BEGIN Data extracts

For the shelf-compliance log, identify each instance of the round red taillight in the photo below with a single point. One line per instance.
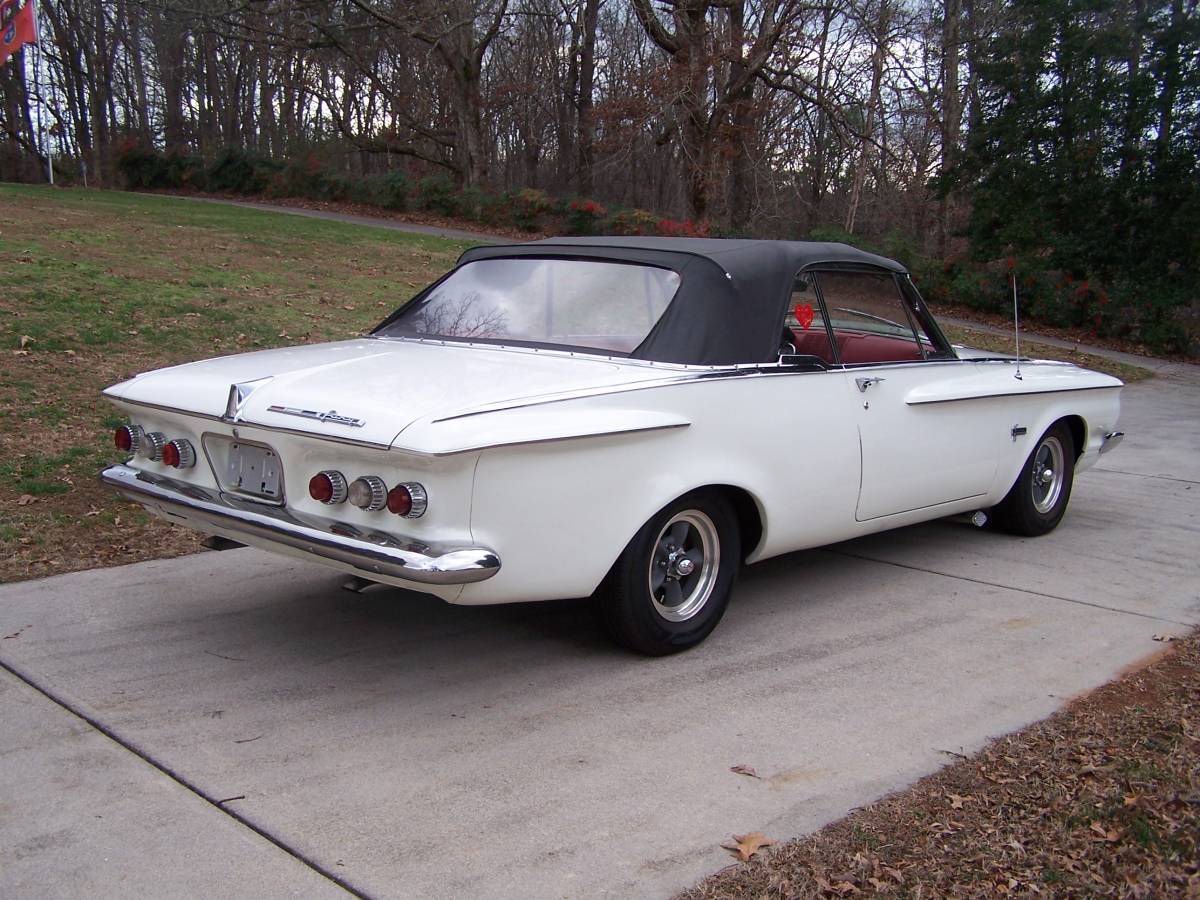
(400, 501)
(408, 501)
(328, 487)
(127, 438)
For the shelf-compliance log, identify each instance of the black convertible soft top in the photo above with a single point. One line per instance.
(732, 293)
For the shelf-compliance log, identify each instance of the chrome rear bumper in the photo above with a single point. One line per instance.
(366, 550)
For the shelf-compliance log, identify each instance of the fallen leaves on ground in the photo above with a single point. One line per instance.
(1101, 799)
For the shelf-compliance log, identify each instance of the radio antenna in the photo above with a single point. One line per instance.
(1017, 328)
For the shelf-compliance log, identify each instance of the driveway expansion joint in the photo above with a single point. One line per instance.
(181, 780)
(1019, 589)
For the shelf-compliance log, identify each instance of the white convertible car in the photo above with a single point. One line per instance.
(629, 419)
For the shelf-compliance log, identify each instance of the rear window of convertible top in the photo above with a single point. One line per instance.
(574, 303)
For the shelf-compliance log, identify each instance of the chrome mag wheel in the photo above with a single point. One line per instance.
(1049, 474)
(684, 564)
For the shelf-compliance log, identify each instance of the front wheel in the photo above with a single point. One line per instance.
(672, 583)
(1038, 498)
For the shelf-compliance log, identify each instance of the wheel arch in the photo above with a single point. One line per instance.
(1078, 429)
(751, 520)
(749, 513)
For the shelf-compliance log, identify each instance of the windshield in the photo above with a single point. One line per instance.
(606, 306)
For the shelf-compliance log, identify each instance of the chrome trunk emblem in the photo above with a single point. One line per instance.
(330, 417)
(238, 396)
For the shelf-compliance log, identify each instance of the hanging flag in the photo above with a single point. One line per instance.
(17, 27)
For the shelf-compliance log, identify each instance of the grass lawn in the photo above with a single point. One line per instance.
(99, 286)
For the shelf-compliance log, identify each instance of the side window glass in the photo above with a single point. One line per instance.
(804, 328)
(869, 319)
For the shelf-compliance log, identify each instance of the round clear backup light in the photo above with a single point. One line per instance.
(129, 438)
(369, 492)
(153, 444)
(179, 454)
(328, 486)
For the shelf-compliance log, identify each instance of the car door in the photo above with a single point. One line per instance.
(913, 456)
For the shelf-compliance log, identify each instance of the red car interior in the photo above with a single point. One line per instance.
(855, 347)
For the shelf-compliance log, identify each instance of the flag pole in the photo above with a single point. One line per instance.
(37, 90)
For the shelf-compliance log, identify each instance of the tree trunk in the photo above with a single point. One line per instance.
(585, 180)
(952, 115)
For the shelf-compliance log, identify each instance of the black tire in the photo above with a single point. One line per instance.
(658, 619)
(1037, 502)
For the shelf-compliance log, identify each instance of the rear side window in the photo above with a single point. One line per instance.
(871, 321)
(804, 325)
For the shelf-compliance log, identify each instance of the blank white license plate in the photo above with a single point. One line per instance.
(255, 469)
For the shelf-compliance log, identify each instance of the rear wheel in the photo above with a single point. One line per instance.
(1038, 498)
(672, 583)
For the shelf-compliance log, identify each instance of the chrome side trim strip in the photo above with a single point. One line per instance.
(370, 551)
(1013, 394)
(547, 441)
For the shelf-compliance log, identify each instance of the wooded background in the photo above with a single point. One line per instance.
(972, 138)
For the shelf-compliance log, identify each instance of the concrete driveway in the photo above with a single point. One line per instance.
(238, 725)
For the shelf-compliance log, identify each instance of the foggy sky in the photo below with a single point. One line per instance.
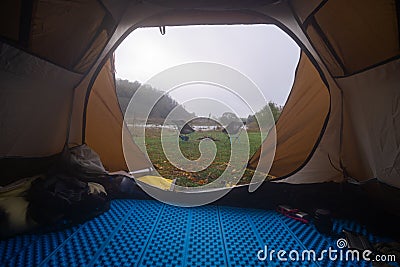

END Data extracts

◆ **Requirement**: Once the pictures are set aside, repeat the data above exactly.

◆ **Expected answer**:
For the shelf-compliance log, identify each instance of the round red taillight in the photo below with a single point. One line per instance.
(400, 501)
(408, 501)
(328, 487)
(127, 438)
For the shelf-compliance log, identify each instance of the black convertible soft top in the photo above with a single point. One line per instance.
(732, 293)
For the shelf-compliance log, identify each instance of the chrome rear bumper in the photo above with a single point. One line per instance.
(366, 550)
For the shelf-compliance log, identify each instance of the fallen leaves on ground in the photo above with a single point. One line per instance.
(1101, 799)
For the shelf-compliance log, identify each instance of the radio antenna in the photo above with a single point. One line per instance.
(1017, 328)
For the shelf-compliance log, identify each instance of the driveway expansion joint in the photo above with a single point. One line per instance.
(181, 780)
(1019, 589)
For the shelf-compliance log, identify each instance of the white convertible car in the photo above with a single point. One line per instance.
(629, 419)
For the shelf-compliance log, identify each instance of the rear window of convertible top in the photo above with a single point. One line per instance.
(574, 303)
For the shelf-compliance log, identify each instance of the chrome mag wheel in the photo above with a single point. One line per instance.
(1049, 474)
(684, 564)
For the shelf-compliance log, identify each instance of the front wheel in the photo above with a single point. One line per instance.
(672, 583)
(1038, 498)
For the shelf-compliance log, identify each instance of the wheel arch in the photo above with a single point. One line per instance.
(1078, 429)
(751, 520)
(749, 513)
For the shelf-compliance log, identify each instance of the windshield in the photo above with a single point. One line per instance.
(606, 306)
For the shelf-compliance log, identify each instance of the chrome trunk emblem in the photo above with a single point. One line per instance.
(330, 417)
(238, 396)
For the shelf-compliance log, identify each instance of the hanging flag in the photo above with a single point. One line per instance.
(17, 27)
For the shelf-compliance log, identify each instance of the grass lawn in the photo above with a single point. One line per instance.
(99, 286)
For the shelf-compliance log, identify each instance of the side window glass in the photo above with a single point. One line per instance.
(804, 328)
(869, 319)
For the shelf-compliance log, identify each instance of the round clear backup light in the photo above with a single point. One line per instance.
(129, 438)
(369, 492)
(153, 444)
(179, 454)
(328, 486)
For the shelf-compliance log, identify each instance of the car door in the photo above with a single point. One line per instance.
(913, 456)
For the shelf-compliance log, identify each instance of the red car interior in the photo above with a single point. One line per instance.
(855, 347)
For the shelf-compliance log, identify each instance of the flag pole in the photo above with a single point. One line per instance.
(37, 90)
For the shelf-compliance log, identify each instance of the tree trunk in the photo above with a single point. One line per instance.
(585, 180)
(952, 115)
For the shelf-compliance log, identify each instance of the black tire in the photo above with a single point. One line per instance.
(658, 619)
(1037, 502)
For the shelf-compliance log, identify each instance of the rear side window in the photo above with a single point. One line per instance.
(871, 321)
(804, 325)
For the shelf-compliance log, identify each instance of the blank white license plate in the photo above with a single point. One line per instance.
(255, 469)
For the shelf-compliance log, identify each instance of the rear wheel in the photo above with a single point. One line per instance.
(1038, 498)
(672, 583)
For the shelf-compliance log, identify each instance of the chrome side trim strip in the photo above with a single point. One line per instance.
(370, 551)
(1013, 394)
(547, 441)
For the shelf-compliance log, identify each instance of the wooded background in the photo above with a single point. One line per instance.
(972, 138)
For the shelf-compliance log, identify each instance of the concrete driveway in the photo above with a single point. One line per instance.
(238, 725)
For the shelf-compliance log, identify each instance of the foggy sky in the photo below with a single point. One line per instance.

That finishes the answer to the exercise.